## [Ejercicio propuesto A]
Reescribe el pasaje del texto sobre el Tribunal Constitucional que va desde "Si bien la iniciativa" hasta "la nueva institucionalidad.", ambos incluidos, poniendo "propuesta" en lugar de "iniciativa".
## [Ejercicio propuesto B]
Convierte en un CSV de dos columnas, instruccion y respuesta, los registros que van desde la línea con "the window air" hasta la línea con "left=502, top=205, right=535, bottom=245", ambas incluidas. Pon una fila por registro, con su enunciado y su respuesta cada uno en un campo entre comillas y los saltos de línea cambiados por espacios.
### Texto dado ###
Si bien la iniciativa no postula derechamente la supresión del Tribunal Constitucional  (TC)y se concentra fundamentalmente en la idea central de traspasar la competencia  que el actual ordenamiento constitucional confiere a esa entidad, en materia de inaplicabilidad de normas legales, a una sala especial de la Corte Suprema, el diapasón descalificatorio de la trayectoria recorrida por aquel órgano de control no arroja dudas respecto del propósito de prescindir de su concurso en la nueva institucionalidad.

Subyace en el trasfondo de esta crítica, un profundo escepticismo respecto del modelo kelseniano de control de constitucionalidad, que se trasunta en la existencia de las cortes o tribunales constitucionales. De allí que sus autores transiten desde la crítica a la existencia misma de dichos órganos, representativos de “una tercera cámara legislativa”, a la censura de aspectos de su jurisprudencia histórica, especialmente a partir de la reforma constitucional de 2005, que desplazó el control represivo de constitucionalidad desde la Corte Suprema, al TC. En la permanente tensión entre la supremacía constitucional y la legitimidad democrática, los convencionales  patrocinantes toman partido por la preeminencia irrestricta de las mayorías democráticas, encarnadas en el Congreso, y buscan resolver la llamada “dificultad contramayoritaria” mediante el simple expediente de trasladar la competencia para resolver la inaplicabilidad de preceptos legales desde el TC a la Corte, pasible del mismo déficit de legitimidad democrática.  Y remiten además la decisión de inconstitucionalidad de normas legales a la Cámara de Diputados, sin intervención de los demás órganos co-legisladores, como un anticipo posible de  un régimen unicameral.

El proyecto presentado consta de 4 artículos, precedido de una parte considerativa dirigida a justificar su pertinencia. Adolece, en nuestra opinión, de falencias importantes, tanto en el texto como en su introducción. Desde luego, da por establecido axiomáticamente que los ministros del Tribunal Constitucional han sido “elegidos por sus ideologías y sus compromisos políticos” y que “no tienen formación de jueces”, en contraste con los integrantes de la Corte Suprema, designados “por sus méritos” y que “tienen formación de jueces”. Una tal afirmación parece provenir más de un prejuicio o estereotipo que de un juicio razonado.
### Registros disponibles ###
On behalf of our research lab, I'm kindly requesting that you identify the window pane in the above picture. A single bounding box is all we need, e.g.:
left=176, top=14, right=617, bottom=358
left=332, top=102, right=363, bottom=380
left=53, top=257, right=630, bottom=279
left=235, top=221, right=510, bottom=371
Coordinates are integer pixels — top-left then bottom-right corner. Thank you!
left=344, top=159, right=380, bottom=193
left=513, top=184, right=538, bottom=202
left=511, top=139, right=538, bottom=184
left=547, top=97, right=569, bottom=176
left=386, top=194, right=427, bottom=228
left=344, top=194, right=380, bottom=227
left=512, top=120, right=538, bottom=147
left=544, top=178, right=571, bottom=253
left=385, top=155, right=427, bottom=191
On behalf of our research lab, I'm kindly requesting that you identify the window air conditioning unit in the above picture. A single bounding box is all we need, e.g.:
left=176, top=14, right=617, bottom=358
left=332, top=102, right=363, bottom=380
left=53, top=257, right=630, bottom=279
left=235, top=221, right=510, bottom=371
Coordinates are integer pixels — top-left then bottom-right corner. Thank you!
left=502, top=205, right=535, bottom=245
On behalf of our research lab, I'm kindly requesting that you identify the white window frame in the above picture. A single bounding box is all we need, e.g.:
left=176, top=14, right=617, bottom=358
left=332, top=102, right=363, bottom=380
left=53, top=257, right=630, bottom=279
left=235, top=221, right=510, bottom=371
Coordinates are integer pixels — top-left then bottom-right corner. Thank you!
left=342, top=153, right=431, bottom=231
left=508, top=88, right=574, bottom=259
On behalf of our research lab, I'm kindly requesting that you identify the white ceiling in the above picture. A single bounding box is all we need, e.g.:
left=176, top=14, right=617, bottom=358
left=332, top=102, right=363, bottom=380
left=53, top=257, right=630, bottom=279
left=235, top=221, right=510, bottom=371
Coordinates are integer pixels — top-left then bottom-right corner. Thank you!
###
## [Solución resuelta A]
Si bien la propuesta no postula derechamente la supresión del Tribunal Constitucional  (TC)y se concentra fundamentalmente en la idea central de traspasar la competencia  que el actual ordenamiento constitucional confiere a esa entidad, en materia de inaplicabilidad de normas legales, a una sala especial de la Corte Suprema, el diapasón descalificatorio de la trayectoria recorrida por aquel órgano de control no arroja dudas respecto del propósito de prescindir de su concurso en la nueva institucionalidad.

## [Solución resuelta B]
instruccion,respuesta
"On behalf of our research lab, I'm kindly requesting that you identify the window air conditioning unit in the above picture. A single bounding box is all we need, e.g.: left=176, top=14, right=617, bottom=358 left=332, top=102, right=363, bottom=380 left=53, top=257, right=630, bottom=279 left=235, top=221, right=510, bottom=371 Coordinates are integer pixels — top-left then bottom-right corner. Thank you!","left=502, top=205, right=535, bottom=245"